--- Short exercise ---
Go through the entries and transcribe each one exactly, dropping the pictures.

Location labeling records
◇ ◇ ◇
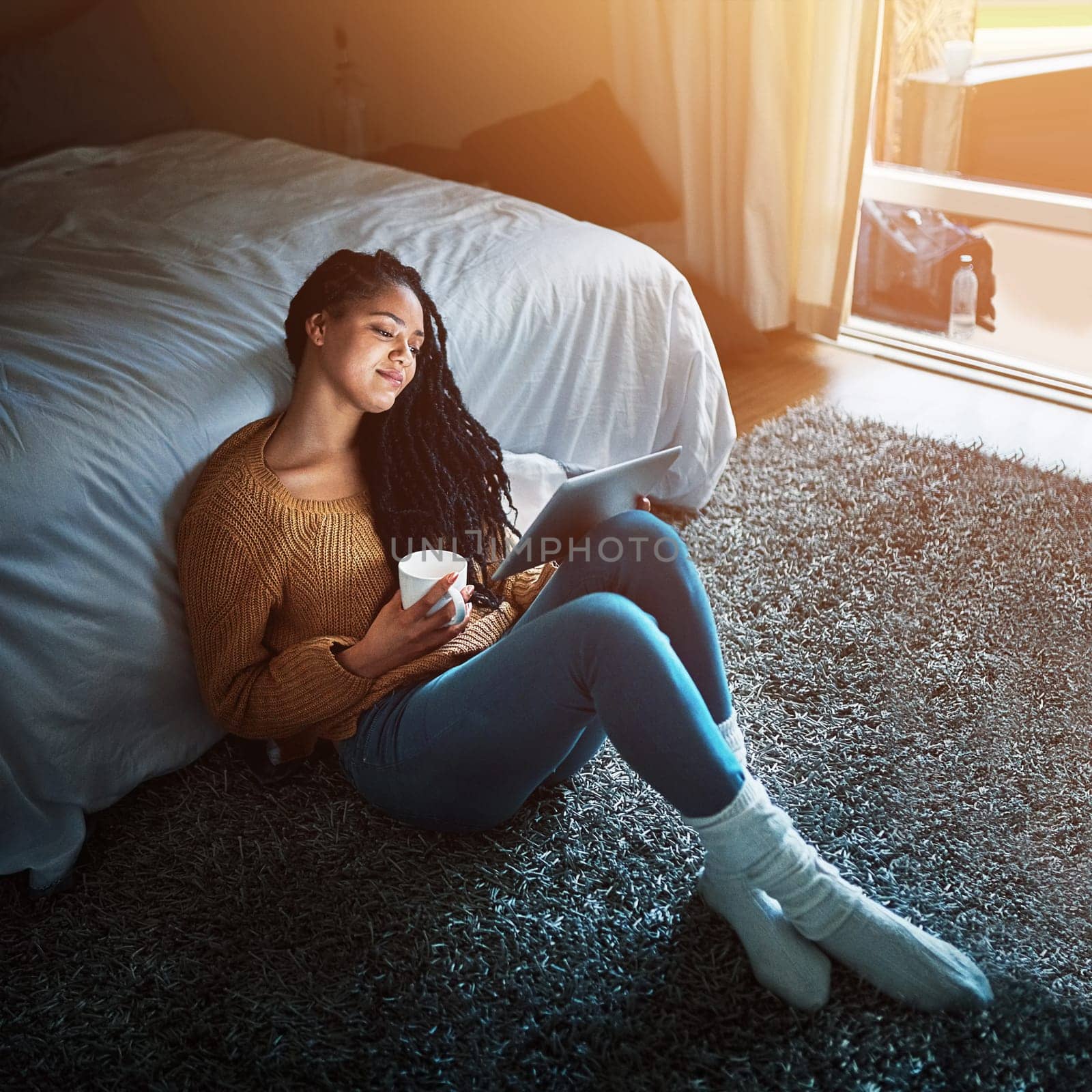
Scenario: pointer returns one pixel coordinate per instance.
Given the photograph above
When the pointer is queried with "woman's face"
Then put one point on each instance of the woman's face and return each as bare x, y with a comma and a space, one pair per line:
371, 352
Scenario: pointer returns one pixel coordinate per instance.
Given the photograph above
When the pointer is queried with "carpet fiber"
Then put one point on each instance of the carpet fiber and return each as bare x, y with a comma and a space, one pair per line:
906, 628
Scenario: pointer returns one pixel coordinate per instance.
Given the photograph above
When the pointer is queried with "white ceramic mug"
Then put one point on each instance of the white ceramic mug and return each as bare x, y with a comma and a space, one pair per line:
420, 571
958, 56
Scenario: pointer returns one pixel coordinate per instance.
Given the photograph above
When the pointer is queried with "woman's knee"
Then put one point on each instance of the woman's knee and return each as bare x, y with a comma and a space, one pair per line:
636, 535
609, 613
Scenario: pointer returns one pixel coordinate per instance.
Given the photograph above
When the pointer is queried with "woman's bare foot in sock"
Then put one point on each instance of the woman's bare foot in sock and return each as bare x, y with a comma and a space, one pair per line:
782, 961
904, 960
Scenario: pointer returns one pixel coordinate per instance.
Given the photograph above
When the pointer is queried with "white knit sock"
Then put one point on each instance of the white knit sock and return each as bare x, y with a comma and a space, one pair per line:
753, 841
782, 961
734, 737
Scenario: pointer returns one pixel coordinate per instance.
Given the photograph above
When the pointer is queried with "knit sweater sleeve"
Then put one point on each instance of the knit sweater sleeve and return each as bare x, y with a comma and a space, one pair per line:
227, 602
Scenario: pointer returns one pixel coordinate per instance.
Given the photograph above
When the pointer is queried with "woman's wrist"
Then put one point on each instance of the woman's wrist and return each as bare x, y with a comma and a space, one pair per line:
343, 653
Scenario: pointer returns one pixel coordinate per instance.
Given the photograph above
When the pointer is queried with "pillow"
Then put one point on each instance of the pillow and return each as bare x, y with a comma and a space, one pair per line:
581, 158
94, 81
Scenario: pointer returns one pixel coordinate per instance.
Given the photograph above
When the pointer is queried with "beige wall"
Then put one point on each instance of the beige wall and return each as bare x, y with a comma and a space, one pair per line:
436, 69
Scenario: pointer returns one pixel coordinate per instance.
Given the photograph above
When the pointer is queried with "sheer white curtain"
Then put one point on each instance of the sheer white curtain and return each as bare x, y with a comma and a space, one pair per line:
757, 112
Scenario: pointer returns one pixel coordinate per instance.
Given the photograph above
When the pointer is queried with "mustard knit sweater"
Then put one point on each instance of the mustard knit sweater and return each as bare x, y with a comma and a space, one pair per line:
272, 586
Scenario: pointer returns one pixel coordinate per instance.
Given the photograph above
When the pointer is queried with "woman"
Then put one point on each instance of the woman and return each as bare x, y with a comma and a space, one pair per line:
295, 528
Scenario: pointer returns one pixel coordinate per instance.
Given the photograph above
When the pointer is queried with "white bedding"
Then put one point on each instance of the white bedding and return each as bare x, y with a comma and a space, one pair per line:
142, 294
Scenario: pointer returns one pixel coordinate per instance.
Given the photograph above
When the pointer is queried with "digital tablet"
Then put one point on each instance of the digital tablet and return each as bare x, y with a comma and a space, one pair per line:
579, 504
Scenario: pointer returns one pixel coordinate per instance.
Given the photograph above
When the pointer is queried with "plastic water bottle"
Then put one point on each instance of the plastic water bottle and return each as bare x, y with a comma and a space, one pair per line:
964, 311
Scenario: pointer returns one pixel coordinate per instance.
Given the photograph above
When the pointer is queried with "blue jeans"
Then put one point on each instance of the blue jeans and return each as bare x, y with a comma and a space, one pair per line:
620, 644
◇ ◇ ◇
--- Output of the exercise ---
Scenario: pointer returns one pixel coordinate per instance.
Given the photograph above
When the pointer is queried with "woman's face"
Then put one point on each instance of the woman's face and return each as bare x, y with a comma and a space, one pair per line:
371, 352
Scenario: pointer returns one pixel coordinate per instance.
Given the photograph above
When the pointer is queried with "carpet fiber"
Then put one point on each instance of the carpet fiber and return each as bare x, y with a comma and a space, one pair per line:
906, 628
Scenario: pointer returns one pixel coordinate per instance.
Given the photograph above
When the pointer is queried with "white ceramic mug"
Then put one point on each instance of the white ceramic mug and return each as bare x, y with a comma and a space, one pair per line:
420, 571
958, 56
Scenario: pointer returns one pixel coordinate per instance.
Given the photograph above
When the pointer is queried with "woman's knee"
Then put one point on each instance of the woman's knee and return each as bare x, y with a comma and a space, one pair per line:
636, 535
609, 613
Scenario: pointer returns one pixel coordinate per instance.
Given the photograph above
When the pointer is queried with "woman's bare foot in sock"
Then put one point on each instance of the woman's bare foot in sock and return each as bare x, y with a comma and a space, one pair per line:
782, 961
904, 960
Scenario: pointer returns one pixel coordinate per instance.
Given the photograph above
When the pointer is queried with "white knit sock"
Then put one point on each instance of the white knit sock and return each as bare x, y with a comma and a space, one pair per line:
753, 841
782, 961
734, 737
Scenario: pointer returns one pixel coordinate per instance.
Given the photograph above
When the pointer is queried with "knit sweater sleeve"
Then put one point on each instance of the knit sweater sleeve and return each as bare x, y with a comma and a space, one pair per line:
227, 602
Scenario: pointer returns one pixel coordinate per instance.
Given the photograph above
When the pointer is queried with "woman's wrist"
Then put one point on each instance of the woman's wrist and return each as bare x, y with a comma and a space, one pair per line:
343, 653
Scenario: pointer returns one pixel coordinate per instance.
Given the photograph above
When the pointer is queried with "pillow"
Then put one point on each instance of the pillow and return each as bare x, y with a comma and a space, one pair per line:
581, 158
94, 81
Scenario: pointer returns one pixel coordinate per instance.
Given the photograph above
When the pointer is queried with "beige wall"
Then put one point on each instance of the beige wall and return each as bare x, y with a comma and a space, one pair per line:
436, 69
Scenario: pointer returns one pixel coordinate per instance.
Given the photograph above
When the pointer is queried with "sheer white curtain"
Then put one point on each instance of the sheer white curtain and return each as bare x, y with a comma and a space, one pair per line:
757, 112
Scenario: pointer returns one pixel coordinate per instance.
Given the photograph above
When the pointer is queried with "mustard knit sweater"
Then put one point on each instance of the mustard knit sweater and return each as bare x, y with a comma and a space, one pair per line:
272, 586
Scenario: pointer returns one pixel coordinate per instance.
Given the photograph above
When the pointer is queried with "woman"
Then put one point on each instance of the woman and return each as bare x, y with a comma and a space, one pair per line:
295, 528
Scenario: pointer returns one pixel coordinate per instance.
Given the photograph above
When the pointer is queried with "white bedding"
Then put one point on each instance of the white bedding and return each as bare x, y with a comma and a space, one pair per line:
142, 294
Scenario: pointer returns one pixel coordinate per instance.
Given the photograph above
When the pointer is queried with "digital tablet"
Then put one point on each instance of the digital tablet and return each as bare x, y with a comma and a space, one pair per line:
579, 504
Scenario: pointer returns one pixel coordinate per instance.
Given the photograph above
When the pointer is queried with "plastic water bottle"
Then put one point on each instance of the plastic water bottle and return each as bare x, y with a comma and a space, one pair per line:
964, 311
Scenario: pointer returns one pixel coordinate per instance.
Given the photograph above
When the pointer is queried with "blue jeans"
Then put one point on each instance of the blue jeans and return each as bare x, y with a comma and a space, one pair per line:
620, 644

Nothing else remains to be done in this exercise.